*ASSIGNED TASK:*
Copy out, from the entries below, each line that holds the string "player".

━━━ AVAILABLE DATA ━━━

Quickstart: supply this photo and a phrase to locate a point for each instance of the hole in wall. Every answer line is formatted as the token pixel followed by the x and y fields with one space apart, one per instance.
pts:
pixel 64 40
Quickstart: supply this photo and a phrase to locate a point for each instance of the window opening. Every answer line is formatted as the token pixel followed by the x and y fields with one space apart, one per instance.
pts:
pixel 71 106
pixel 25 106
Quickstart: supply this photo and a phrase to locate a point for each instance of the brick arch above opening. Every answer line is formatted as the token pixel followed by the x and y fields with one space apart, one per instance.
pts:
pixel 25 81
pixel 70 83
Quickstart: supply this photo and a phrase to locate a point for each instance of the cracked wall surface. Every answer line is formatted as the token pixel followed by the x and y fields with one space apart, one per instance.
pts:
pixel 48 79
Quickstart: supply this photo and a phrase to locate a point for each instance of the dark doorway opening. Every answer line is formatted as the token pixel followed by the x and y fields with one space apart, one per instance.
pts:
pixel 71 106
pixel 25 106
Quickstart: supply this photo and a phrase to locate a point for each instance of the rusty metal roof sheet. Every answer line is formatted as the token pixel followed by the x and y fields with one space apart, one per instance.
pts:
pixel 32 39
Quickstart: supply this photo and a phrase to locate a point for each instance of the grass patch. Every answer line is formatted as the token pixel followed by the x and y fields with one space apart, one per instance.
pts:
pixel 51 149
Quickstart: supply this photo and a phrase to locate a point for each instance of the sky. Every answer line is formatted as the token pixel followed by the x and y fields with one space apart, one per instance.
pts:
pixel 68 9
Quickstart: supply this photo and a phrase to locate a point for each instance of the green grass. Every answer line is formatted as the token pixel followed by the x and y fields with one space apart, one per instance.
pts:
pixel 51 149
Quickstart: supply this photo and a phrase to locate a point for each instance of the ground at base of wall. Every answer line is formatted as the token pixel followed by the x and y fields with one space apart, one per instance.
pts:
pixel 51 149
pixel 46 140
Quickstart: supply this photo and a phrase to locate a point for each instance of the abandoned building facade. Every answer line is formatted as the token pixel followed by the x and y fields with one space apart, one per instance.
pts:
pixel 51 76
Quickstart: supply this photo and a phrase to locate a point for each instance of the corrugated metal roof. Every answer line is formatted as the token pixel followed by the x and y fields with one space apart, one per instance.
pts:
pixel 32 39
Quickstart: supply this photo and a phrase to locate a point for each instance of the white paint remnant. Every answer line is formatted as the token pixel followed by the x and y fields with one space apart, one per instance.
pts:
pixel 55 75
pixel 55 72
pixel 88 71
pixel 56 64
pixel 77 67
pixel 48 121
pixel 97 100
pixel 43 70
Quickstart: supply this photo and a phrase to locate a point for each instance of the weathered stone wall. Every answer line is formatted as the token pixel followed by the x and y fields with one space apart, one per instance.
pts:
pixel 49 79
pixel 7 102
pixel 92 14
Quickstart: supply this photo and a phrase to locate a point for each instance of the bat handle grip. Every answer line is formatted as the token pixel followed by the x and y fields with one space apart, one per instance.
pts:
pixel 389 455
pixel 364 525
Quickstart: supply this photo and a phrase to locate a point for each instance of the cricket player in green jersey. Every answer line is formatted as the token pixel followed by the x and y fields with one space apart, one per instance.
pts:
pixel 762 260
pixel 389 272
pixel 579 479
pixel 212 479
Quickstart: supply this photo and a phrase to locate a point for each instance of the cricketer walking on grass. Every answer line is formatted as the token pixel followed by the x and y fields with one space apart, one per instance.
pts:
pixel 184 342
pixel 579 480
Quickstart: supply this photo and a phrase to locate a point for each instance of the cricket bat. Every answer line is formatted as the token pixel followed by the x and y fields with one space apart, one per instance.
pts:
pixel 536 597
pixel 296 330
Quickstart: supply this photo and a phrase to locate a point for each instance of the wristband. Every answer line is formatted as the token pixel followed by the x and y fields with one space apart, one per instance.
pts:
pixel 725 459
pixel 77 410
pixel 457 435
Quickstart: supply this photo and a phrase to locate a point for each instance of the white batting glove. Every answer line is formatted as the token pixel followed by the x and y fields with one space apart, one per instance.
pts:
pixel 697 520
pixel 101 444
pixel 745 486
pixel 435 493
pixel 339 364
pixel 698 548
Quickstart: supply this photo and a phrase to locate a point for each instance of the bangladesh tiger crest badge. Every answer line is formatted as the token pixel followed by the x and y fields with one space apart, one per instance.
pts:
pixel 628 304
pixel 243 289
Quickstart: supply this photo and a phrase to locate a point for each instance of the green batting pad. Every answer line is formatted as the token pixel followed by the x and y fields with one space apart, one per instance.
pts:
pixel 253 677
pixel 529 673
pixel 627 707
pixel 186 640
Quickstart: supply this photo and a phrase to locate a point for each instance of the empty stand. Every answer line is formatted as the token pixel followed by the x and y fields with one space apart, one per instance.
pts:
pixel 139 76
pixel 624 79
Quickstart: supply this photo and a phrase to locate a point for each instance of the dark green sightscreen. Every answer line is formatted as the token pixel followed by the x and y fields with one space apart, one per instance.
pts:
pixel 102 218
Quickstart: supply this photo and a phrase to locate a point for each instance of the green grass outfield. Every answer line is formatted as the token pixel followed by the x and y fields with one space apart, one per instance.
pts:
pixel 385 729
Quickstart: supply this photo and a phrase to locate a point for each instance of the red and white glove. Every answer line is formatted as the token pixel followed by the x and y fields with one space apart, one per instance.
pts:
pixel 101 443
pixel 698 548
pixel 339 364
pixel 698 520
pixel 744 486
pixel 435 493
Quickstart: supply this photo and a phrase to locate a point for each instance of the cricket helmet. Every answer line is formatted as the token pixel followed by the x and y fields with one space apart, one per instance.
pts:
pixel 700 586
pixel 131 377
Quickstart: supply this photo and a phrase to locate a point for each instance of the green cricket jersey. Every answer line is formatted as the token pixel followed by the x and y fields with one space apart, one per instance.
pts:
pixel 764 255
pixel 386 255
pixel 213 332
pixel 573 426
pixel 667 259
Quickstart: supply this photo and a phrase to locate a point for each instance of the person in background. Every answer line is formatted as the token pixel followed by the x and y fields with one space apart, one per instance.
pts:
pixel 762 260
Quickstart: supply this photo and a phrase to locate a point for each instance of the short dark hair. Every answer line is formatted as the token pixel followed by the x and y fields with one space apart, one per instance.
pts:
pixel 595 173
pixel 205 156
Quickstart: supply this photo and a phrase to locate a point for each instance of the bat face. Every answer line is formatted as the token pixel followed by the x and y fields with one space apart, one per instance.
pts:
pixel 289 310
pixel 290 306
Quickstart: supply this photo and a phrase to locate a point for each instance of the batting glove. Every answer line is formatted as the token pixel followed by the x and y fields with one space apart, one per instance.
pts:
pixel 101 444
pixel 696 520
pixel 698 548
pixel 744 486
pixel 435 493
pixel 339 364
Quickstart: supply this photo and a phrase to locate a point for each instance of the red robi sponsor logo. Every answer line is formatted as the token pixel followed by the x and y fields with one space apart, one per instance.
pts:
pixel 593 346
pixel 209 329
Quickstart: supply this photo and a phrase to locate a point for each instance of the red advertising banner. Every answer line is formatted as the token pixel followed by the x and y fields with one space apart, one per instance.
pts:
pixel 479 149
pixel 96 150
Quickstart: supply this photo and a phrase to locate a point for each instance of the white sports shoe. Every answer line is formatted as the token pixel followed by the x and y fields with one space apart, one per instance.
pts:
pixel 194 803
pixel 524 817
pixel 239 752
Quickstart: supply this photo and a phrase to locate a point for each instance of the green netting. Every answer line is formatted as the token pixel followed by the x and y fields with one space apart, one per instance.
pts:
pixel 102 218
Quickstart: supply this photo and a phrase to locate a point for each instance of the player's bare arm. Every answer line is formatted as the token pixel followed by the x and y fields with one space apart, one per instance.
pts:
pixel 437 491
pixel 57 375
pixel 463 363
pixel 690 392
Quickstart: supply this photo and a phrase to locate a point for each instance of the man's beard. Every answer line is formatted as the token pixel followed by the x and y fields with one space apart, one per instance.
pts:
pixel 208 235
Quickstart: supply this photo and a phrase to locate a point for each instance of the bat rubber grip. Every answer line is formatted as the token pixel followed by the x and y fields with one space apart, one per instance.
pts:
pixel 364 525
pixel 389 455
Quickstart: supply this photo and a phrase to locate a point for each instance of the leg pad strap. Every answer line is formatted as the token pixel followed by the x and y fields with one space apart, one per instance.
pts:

━━━

*ANSWER TO THIS PROBLEM:*
Quickstart: supply this photo and a phrase to locate a point for each instance of the cricket player in green jersey. Every answer line is formatted as the token pixel followed by the x and y fields with one space apart, one per instance.
Quickstart: supply this photo and a phrase to locate a point for each instance of the player's bare arm. Every answer line is formatted as the token pixel followed by the x and y fields with one space apart, one per instance.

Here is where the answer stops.